(Excerpts from point annotation data)

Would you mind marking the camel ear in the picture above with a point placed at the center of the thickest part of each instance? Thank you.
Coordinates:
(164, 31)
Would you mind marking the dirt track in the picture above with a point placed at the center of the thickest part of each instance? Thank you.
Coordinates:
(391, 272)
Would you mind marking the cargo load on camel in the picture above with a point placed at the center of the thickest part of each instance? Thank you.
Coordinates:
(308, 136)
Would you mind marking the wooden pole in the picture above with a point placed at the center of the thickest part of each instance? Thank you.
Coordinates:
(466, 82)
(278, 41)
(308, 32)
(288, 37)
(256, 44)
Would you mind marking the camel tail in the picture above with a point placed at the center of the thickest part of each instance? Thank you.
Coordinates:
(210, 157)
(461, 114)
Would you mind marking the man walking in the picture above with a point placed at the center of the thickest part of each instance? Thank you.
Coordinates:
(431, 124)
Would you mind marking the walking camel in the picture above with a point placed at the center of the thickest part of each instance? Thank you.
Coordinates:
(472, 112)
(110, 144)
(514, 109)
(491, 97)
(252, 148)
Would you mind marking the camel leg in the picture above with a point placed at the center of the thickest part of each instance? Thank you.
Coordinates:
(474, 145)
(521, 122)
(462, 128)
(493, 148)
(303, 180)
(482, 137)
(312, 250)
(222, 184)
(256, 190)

Work instructions: All of the lines above need to be given again exactly.

Solution:
Would you mind marking the camel ear in the picture above with a point placed at the center of the thickest part of each instance? Thank you.
Coordinates:
(164, 31)
Would you mind marking the dirt track in the picture above with a point placed at the center of the thickest part of each instance? Thank you.
Coordinates:
(391, 272)
Would you mind marking the cargo load on camel in the picture above with a point placed at the center of the thickest part of each instance? Thank you.
Coordinates:
(308, 136)
Would you mind marking the wooden pole in the picture above with a point placed at the center of the thickest part of each instance? Thank you.
Coordinates:
(466, 82)
(278, 41)
(308, 32)
(288, 37)
(256, 44)
Would you mind marking the camel tail in the picture above with a point placed at the center of the thickest part of each instance? Thank you.
Coordinates:
(210, 157)
(461, 114)
Would you mind marking the man walking in the picture above with a point placed at the center of the thickest part of each instance? Thank you.
Coordinates:
(431, 124)
Would you mind marking the walking camel in the picture above with a point placed at the center of the thickest part of each instance? Thank you.
Coordinates:
(472, 112)
(110, 144)
(514, 109)
(491, 97)
(252, 148)
Would you mind marking the camel leg in the picture above with a point placed at the center of the thickest part of each instance? Thank you.
Coordinates:
(474, 145)
(521, 122)
(462, 128)
(493, 148)
(303, 180)
(482, 137)
(312, 250)
(222, 184)
(256, 190)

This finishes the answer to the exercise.